[BEGIN Provided records]

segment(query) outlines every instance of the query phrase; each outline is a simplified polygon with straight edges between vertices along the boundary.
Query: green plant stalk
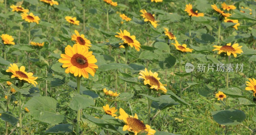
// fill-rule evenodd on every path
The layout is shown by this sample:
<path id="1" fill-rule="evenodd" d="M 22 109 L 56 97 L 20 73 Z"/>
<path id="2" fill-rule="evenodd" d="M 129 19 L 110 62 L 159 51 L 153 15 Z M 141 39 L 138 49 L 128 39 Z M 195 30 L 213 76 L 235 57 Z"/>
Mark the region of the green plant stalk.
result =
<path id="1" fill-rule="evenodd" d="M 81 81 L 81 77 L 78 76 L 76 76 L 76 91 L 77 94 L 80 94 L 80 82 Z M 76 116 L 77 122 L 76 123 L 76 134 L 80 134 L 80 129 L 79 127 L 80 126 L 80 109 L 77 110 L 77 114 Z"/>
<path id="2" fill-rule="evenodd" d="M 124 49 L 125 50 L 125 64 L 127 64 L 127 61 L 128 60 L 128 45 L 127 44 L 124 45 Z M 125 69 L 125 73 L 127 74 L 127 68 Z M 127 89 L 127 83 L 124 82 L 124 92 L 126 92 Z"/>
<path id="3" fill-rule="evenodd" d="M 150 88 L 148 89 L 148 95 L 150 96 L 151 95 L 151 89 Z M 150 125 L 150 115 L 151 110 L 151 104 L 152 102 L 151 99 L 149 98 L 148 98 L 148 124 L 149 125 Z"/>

[END Provided records]

== Work to be completed ==
Gather each line of the data above that contains the word "green" and copy it in full.

== Exercise response ==
Query: green plant stalk
Mark the region of the green plant stalk.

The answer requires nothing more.